» **Task details**: Convert the records below into a Markdown table with the columns Row and Line, numbering each non-blank line in order. Omit the pictures from the table.
Begin Source material
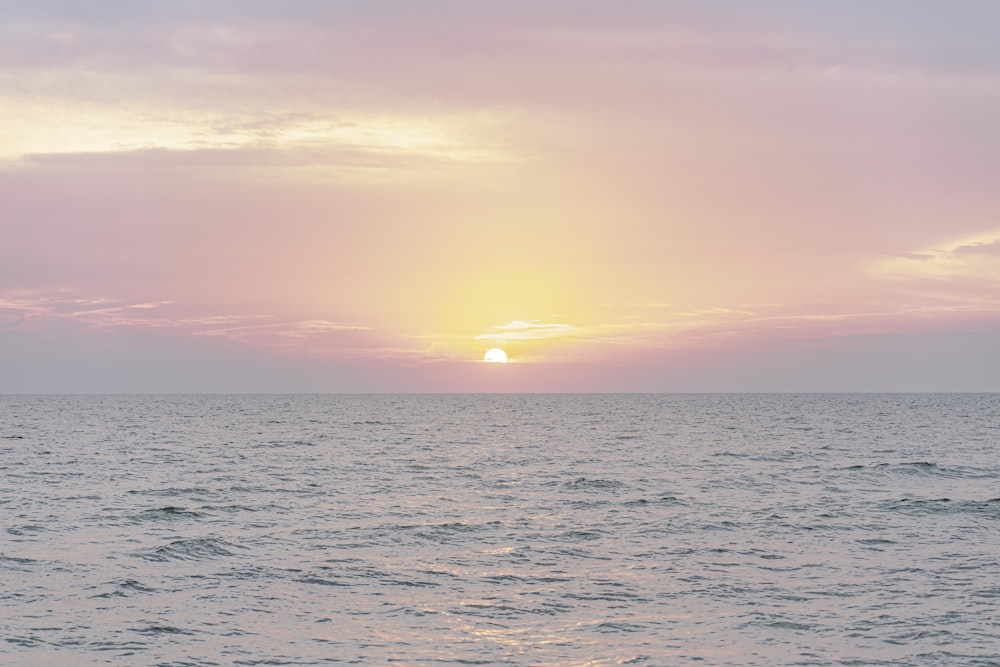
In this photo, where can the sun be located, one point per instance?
(495, 355)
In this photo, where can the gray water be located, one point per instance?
(500, 529)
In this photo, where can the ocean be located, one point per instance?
(529, 529)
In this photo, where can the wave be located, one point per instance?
(191, 550)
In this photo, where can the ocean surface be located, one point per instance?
(785, 529)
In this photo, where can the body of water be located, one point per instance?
(792, 529)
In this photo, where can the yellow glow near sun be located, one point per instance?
(495, 355)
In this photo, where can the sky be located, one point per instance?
(335, 196)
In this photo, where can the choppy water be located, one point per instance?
(500, 529)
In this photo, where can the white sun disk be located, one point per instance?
(495, 355)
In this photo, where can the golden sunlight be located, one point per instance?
(495, 355)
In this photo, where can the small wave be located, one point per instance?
(195, 549)
(320, 581)
(162, 630)
(126, 588)
(582, 483)
(617, 626)
(169, 491)
(15, 563)
(988, 508)
(167, 513)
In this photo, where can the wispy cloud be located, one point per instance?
(526, 330)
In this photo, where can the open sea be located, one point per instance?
(529, 529)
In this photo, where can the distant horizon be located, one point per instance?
(630, 197)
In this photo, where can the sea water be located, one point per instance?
(500, 530)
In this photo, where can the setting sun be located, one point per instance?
(495, 355)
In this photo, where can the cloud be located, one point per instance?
(962, 264)
(34, 311)
(526, 330)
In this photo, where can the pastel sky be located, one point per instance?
(783, 195)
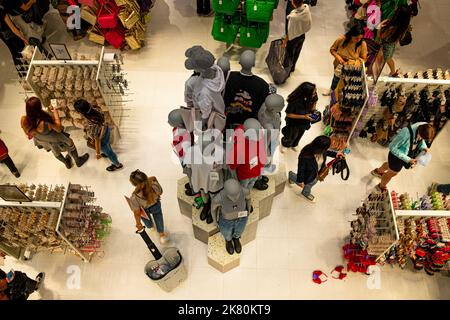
End Source material
» **Correct answer**:
| Row | Line |
|---|---|
| 1 | In this photo, where can the sun be located, one point per instance? |
| 2 | (495, 355) |
| 3 | In this photo, where can the gray water be located, one point per instance? |
| 4 | (500, 529) |
| 5 | In this photo, where can the ocean be located, one point per instance? |
| 6 | (529, 529) |
| 7 | In this photo, where can the wave be located, one point per instance? |
| 8 | (191, 550) |
| 9 | In this photo, where can the ocean surface be located, one point per instance? |
| 10 | (785, 529) |
| 11 | In this photo, where can the body of water be located, one point per instance? |
| 12 | (792, 529) |
| 13 | In this photo, where can the yellow glow near sun be located, one point per instance? |
| 14 | (495, 355) |
| 15 | In this photo, where can the sky be located, one point per instance? |
| 16 | (335, 196) |
| 17 | In this photo, where can the choppy water be located, one point per instance? |
| 18 | (500, 529) |
| 19 | In this photo, where can the white sun disk be located, one point per instance? |
| 20 | (495, 355) |
| 21 | In this photo, where can the golden sunlight be located, one point per instance? |
| 22 | (495, 355) |
| 23 | In this photo, where can the small wave be located, one point per instance? |
| 24 | (195, 549) |
| 25 | (320, 581) |
| 26 | (162, 630) |
| 27 | (126, 588) |
| 28 | (582, 483) |
| 29 | (617, 626) |
| 30 | (169, 491) |
| 31 | (15, 563) |
| 32 | (988, 508) |
| 33 | (167, 513) |
| 34 | In this photo, where can the wispy cloud be located, one point per instance? |
| 35 | (526, 330) |
| 36 | In this photo, where can the open sea be located, one point per instance? |
| 37 | (529, 529) |
| 38 | In this photo, where can the distant horizon be located, one point per instance? |
| 39 | (630, 197) |
| 40 | In this photo, where can the sea water be located, one point per instance? |
| 41 | (500, 530) |
| 42 | In this photo, where can the setting sun be located, one point per instance? |
| 43 | (495, 355) |
| 44 | In this photo, where can the cloud be located, one point per instance? |
| 45 | (962, 264) |
| 46 | (34, 311) |
| 47 | (526, 330) |
| 48 | In this photo, where can the pastel sky be located, one point per instance? |
| 49 | (783, 195) |